### PASSAGE GIVEN
CBC's activities are being focused almost entirely on the performance under
the USPS pilot program and other developmental projects are being postponed. 
This concentration of energy and resources has resulted in an operating loss
in the last three quarters from CBC's activities.  Since the development
portion of the USPS pilot program is nearing completion, continued investment
at the current level into CBC is not expected to be necessary in fiscal year
1997, and as a result, the operating losses for CBC are expected to be
reduced.

In November 1995, CBC was awarded a contract to design and build 575
Electronic Money Order Dispensers (EMOD) for the USPS, 400 systems to be
attached to USPS PC's and 175 to be "stand-alone" versions.  The First Article
Test (FAT) of the CBC beta system for the "stand-alone" version of the EMOD
was completed in December 1996 and the Company is awaiting formal notice of
FAT approval from the USPS. It is anticipated that a phased deployment of the
systems will occur in the Dallas, Texas area beginning in the second quarter
of calendar year 1997.  The USPS has advised the Company that they are having
difficulty in securing a printing company that is able to economically produce
the desired EMOD form stock with the necessary security components.  This may
delay decisions regarding further deployment after the pilot program begins
and/or may generate the need for a redesign of the existing systems to
accommodate a modified paper stock.  There is no assurance that a redesign of
the existing systems will be economically feasible for both the Company and
the USPS.

### RECORDED INFORMATION
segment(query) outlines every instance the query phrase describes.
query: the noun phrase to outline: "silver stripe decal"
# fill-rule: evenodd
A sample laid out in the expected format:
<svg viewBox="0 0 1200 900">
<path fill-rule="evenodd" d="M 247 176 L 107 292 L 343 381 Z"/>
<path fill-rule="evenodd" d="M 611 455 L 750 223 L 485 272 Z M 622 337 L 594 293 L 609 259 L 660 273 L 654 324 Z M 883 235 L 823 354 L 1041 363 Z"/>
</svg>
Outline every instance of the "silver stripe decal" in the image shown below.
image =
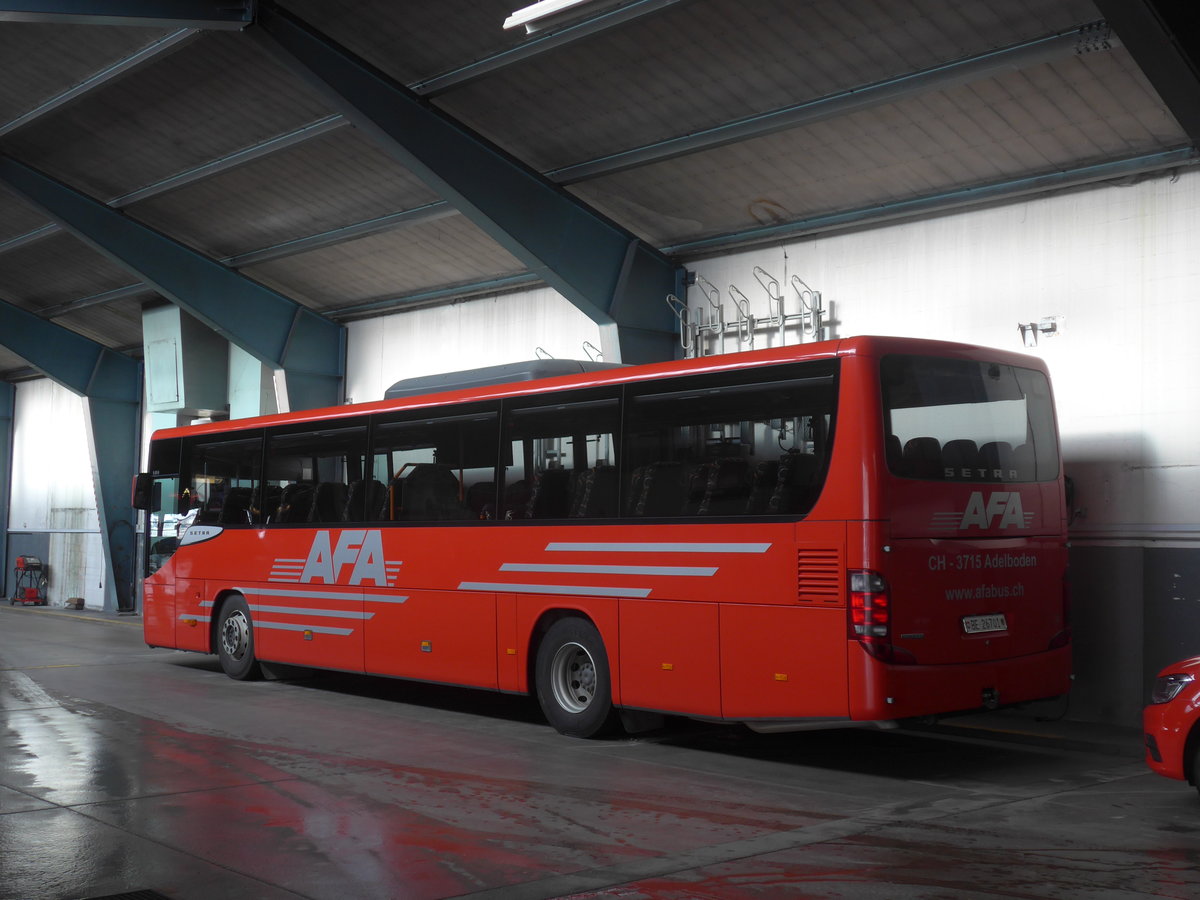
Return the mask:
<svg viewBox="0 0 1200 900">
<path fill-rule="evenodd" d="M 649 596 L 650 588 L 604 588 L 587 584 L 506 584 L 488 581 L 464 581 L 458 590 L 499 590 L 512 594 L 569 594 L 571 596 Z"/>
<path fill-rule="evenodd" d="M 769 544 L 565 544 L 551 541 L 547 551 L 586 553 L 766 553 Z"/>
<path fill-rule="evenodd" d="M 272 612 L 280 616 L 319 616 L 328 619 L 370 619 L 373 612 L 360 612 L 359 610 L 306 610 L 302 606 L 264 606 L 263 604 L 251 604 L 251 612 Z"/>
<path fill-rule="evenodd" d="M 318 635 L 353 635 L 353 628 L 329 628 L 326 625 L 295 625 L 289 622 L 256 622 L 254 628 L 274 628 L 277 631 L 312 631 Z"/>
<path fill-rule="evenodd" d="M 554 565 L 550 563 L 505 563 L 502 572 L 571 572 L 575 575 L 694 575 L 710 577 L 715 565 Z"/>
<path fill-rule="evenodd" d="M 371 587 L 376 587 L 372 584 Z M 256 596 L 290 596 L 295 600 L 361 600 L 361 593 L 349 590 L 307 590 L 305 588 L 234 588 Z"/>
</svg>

### SHORT PROBLEM
List each all-capital abbreviation in the CBC passage, naming each one once. Answer from the CBC passage alone.

### FINISHED EXERCISE
CBC, USPS, EMOD, PC, FAT